[Records from a data source]
■ ■ ■ ■

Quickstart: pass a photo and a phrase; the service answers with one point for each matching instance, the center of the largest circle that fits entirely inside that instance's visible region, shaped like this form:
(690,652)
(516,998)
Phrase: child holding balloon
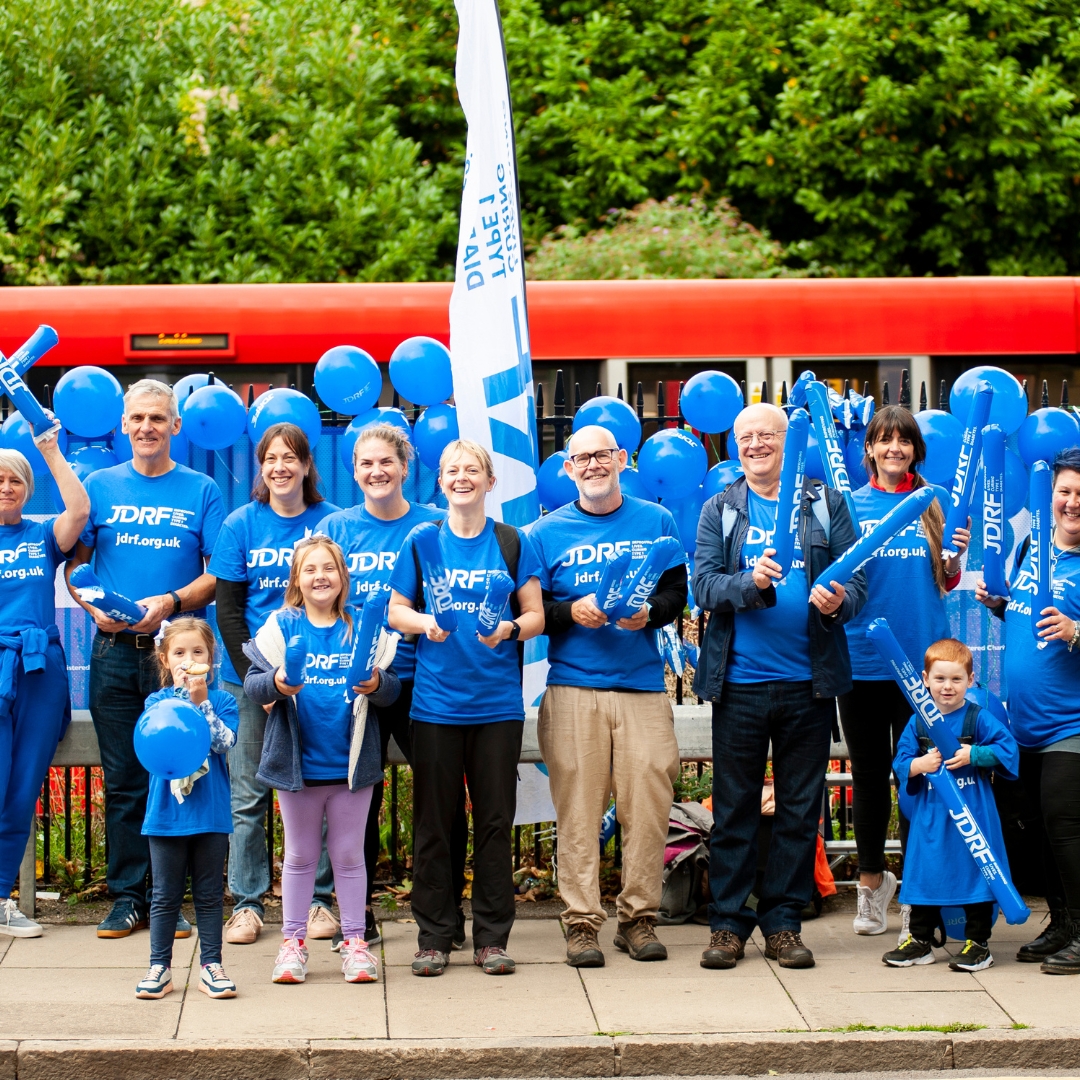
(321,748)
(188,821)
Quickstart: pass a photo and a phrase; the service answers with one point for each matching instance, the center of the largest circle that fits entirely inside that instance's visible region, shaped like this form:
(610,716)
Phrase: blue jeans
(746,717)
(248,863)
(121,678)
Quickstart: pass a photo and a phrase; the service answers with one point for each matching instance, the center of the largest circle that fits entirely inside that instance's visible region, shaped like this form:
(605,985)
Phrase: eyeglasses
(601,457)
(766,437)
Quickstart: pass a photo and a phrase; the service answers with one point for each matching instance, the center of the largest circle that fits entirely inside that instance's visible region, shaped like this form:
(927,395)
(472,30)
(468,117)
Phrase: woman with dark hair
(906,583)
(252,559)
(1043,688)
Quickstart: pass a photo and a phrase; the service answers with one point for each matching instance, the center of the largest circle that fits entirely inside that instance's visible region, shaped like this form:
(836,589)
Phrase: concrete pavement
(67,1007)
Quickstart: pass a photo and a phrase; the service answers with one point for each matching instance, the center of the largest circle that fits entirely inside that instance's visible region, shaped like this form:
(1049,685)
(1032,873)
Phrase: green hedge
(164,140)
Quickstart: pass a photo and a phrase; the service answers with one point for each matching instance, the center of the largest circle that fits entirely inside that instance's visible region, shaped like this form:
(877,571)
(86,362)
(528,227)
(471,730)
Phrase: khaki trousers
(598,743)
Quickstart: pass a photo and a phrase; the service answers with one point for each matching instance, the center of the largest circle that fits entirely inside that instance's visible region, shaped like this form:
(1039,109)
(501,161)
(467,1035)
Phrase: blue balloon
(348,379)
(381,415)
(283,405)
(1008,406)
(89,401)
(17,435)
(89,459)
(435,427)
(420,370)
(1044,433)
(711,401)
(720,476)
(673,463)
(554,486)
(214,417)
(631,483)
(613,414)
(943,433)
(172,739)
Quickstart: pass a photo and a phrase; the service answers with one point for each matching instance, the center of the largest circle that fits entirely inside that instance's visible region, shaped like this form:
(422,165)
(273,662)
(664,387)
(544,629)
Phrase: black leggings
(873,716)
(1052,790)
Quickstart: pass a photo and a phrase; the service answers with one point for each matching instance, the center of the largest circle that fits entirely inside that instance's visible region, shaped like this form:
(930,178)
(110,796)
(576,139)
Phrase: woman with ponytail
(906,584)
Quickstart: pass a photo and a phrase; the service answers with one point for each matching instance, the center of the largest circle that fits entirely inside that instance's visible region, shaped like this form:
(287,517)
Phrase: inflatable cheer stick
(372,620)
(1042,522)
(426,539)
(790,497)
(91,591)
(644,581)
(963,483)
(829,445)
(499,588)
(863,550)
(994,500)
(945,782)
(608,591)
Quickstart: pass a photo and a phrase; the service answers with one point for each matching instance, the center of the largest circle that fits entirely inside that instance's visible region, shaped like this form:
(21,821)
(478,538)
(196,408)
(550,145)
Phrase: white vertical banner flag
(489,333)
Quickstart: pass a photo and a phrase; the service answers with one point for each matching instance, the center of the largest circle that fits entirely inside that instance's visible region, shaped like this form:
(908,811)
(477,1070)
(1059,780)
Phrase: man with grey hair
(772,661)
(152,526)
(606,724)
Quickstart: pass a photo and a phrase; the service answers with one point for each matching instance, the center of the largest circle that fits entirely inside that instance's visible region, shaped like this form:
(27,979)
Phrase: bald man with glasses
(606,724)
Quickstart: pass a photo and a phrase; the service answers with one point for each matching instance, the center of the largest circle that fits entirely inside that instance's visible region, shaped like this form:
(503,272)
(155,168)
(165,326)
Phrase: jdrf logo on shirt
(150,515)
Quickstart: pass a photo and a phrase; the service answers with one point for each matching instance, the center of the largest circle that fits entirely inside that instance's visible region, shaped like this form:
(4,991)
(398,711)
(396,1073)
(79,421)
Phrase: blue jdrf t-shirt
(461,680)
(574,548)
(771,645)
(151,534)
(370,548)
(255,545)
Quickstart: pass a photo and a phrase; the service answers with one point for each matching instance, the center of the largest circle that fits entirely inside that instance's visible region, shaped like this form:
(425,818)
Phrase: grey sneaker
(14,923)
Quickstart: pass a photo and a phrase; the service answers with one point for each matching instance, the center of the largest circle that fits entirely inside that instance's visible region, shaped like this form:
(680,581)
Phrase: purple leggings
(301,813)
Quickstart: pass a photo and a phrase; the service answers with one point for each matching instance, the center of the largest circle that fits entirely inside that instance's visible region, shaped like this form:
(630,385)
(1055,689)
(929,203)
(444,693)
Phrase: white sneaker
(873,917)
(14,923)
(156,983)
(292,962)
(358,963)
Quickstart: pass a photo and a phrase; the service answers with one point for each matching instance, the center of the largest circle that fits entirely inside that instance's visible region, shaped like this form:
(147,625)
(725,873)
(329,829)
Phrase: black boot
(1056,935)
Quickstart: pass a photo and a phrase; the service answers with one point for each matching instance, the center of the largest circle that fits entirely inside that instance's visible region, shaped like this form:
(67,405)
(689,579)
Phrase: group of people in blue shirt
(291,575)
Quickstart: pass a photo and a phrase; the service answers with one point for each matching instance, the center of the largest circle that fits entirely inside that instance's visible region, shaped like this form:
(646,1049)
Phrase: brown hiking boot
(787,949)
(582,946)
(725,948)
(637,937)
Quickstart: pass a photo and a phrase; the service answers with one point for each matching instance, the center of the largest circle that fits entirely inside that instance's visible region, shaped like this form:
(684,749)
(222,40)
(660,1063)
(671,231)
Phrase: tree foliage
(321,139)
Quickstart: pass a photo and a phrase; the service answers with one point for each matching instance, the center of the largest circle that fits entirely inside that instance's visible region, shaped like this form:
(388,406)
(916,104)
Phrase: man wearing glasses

■ ■ ■ ■

## Your task
Leaving the pictures out, reproduce the entries above exactly.

## Answer area
Quickstart: pass a photo and a phrase; the service answers with one point for each matching instance, the center of the largest circle that fits entirely inside that instance's visible region, shaped like this form:
(690,652)
(516,998)
Phrase: child holding balloon
(321,748)
(188,821)
Quickstart: pass a photo and a phrase; the service answers with one point for each matching instance, the center of the largest circle that fits entirely inside that instance's visible region, shaped like this form:
(610,716)
Phrase: blue jeans
(746,717)
(248,863)
(121,678)
Quickstart: pass a photo and a phrase; the service answers with one point for each matching instance, the center of the largest circle that fits entirely inside that instance's visible region, shaped like this form:
(605,985)
Phrase: eyeglasses
(601,457)
(766,437)
Quickstart: pass a photo and a phrase; the service answers with one point for each matching instance, the center of the largest circle that fits entirely inside that instance's visible region, shaped like this form:
(927,395)
(472,30)
(468,117)
Phrase: woman with dark hair
(906,583)
(252,559)
(1043,688)
Quickstart: pass a photo and a phrase; the service answers with one point for each matching instance, the center of the largest circle that fits entirely inside that instance's visible region, shaped like this form:
(836,589)
Phrase: concrete pavement
(67,1007)
Quickstart: pass a photo and a phrase; the service answers with one point for each matching instance, the center of the largest circle that fits entirely inside that instance's visible region, shaped like this form:
(1049,685)
(1032,873)
Phrase: green hedge
(164,140)
Quickstart: pass a photo and a phrase; the service answers with one point for each matching instance, the center of the largest circle that fits entirely inside that instance's visible region, shaped like this form:
(877,571)
(86,362)
(528,227)
(471,730)
Phrase: khaki trousers
(598,743)
Quickstart: pass a photo and a phrase; the service answers with one point for each matching instance, the center of the largest circle that fits entirely inside that instance's visible region, shaped like this form:
(1039,109)
(501,161)
(467,1035)
Phrase: blue balloon
(348,379)
(381,415)
(283,405)
(1008,406)
(89,401)
(17,435)
(89,459)
(435,427)
(420,370)
(1044,433)
(711,401)
(720,476)
(673,463)
(554,486)
(214,417)
(631,483)
(613,414)
(943,433)
(172,739)
Quickstart: pass a photo and a phrase; the service answers with one point for each matching instance, the center of the largest circle that fits entirely inside that instance's visible region, shaped like this form:
(422,165)
(273,662)
(664,387)
(544,629)
Phrase: black leggings
(873,716)
(1052,790)
Quickstart: pass a photo and a phrase; the service answers with one point for each matching instance, the center of the largest circle that fits entirely inside that instance's visible region, shaped like this form:
(930,178)
(110,796)
(576,139)
Phrase: woman with ponytail
(906,584)
Quickstart: pass a photo and a phrase; the service answers with one point for each matching instance, the center of the largest circle that fits entirely inside that instance's visible region, shaped like this form:
(287,517)
Phrase: inflatable cheer stick
(372,620)
(1042,522)
(426,539)
(790,497)
(91,591)
(644,581)
(963,483)
(829,445)
(499,588)
(863,550)
(994,500)
(945,782)
(608,591)
Quickstart: pass a photo and a phrase; the service answers with one point for each matching instance, the center of the largest circle that fits entirely inside that instance's visible region, shaped like this form:
(21,821)
(478,538)
(196,408)
(550,145)
Phrase: white vertical banner flag
(489,333)
Quickstart: pass a photo and a phrase; the service answers with one point for each matching instance, the center of the largest circle that fits entirely inside that instance's visible region, shaped like this form:
(908,811)
(477,1070)
(1059,780)
Phrase: man with grey hair
(772,661)
(152,526)
(606,724)
Quickstart: pass a photo and a phrase; the service answers with one point for each matching instance, the center of the largest circle that fits entirely inside that instance's visible region, shaped like this form:
(27,979)
Phrase: bald man with glasses
(606,724)
Quickstart: pass a photo and a phrase; the service answers with one point for each matching instance, the center of the largest circle that fits entirely inside that instance's visible region, shaped like this form:
(503,272)
(155,168)
(165,326)
Phrase: jdrf logo on shirt
(150,515)
Quickstart: pass a photo and a phrase; the service answers with one point for each matching instance, the center of the largest circle that fits entirely inside that instance's visible region, shaped like this form:
(4,991)
(398,711)
(396,1073)
(79,421)
Phrase: blue jdrf t-shirt
(461,680)
(574,548)
(771,645)
(151,534)
(370,548)
(255,545)
Quickstart: pass a photo and a phrase; the service answers with one point for each matching instance, the center of the largest circle that fits entirely inside that instance's visible region, shaped like this form:
(425,818)
Phrase: grey sneaker
(14,923)
Quickstart: pass a photo and a phrase; the service answers with one point for each matching instance, the center of the largest circle that fits entirely inside that instance's visible region, shaped like this form:
(680,581)
Phrase: purple leggings
(301,813)
Quickstart: pass a photo and a phrase; the service answers with one point for each matching instance, the center of the largest circle that fits entirely inside that instance's visible region, shaped like this form:
(630,385)
(1055,689)
(929,203)
(444,693)
Phrase: white sneaker
(873,917)
(14,923)
(156,983)
(292,962)
(358,963)
Quickstart: pass a photo and a phrase; the service answers with one point for each matching instance, the center of the largest circle that fits entirely inside that instance's visible region, shaped like this form:
(147,625)
(725,873)
(329,829)
Phrase: black boot
(1056,935)
Quickstart: pass a photo and a phrase; the service answers with one point for each matching instance, the center of the largest circle that fits entirely inside that instance's visible region, shaped like this form:
(67,405)
(689,579)
Phrase: group of people in blue shirt
(291,575)
Quickstart: pass a photo and a phrase; the service answers with one point for each matching instance, the center of the largest circle that fits entirely inside that instance's visible region, shaped like this form:
(646,1049)
Phrase: brown hiking boot
(787,949)
(582,946)
(725,948)
(637,937)
Quickstart: pass a photo and a phrase; the service answers with one point for each matching instance, the center of the largest circle that fits entirely inside that instance's visible region, shaped like this form:
(684,749)
(222,40)
(660,1063)
(671,231)
Phrase: tree foliage
(321,139)
Quickstart: pass a photo and a phrase; the service answers with one point for each matching instance, the center of the largest circle that fits entirely inside that instance's visible region, shaped like this form:
(388,406)
(916,104)
Phrase: man wearing glasses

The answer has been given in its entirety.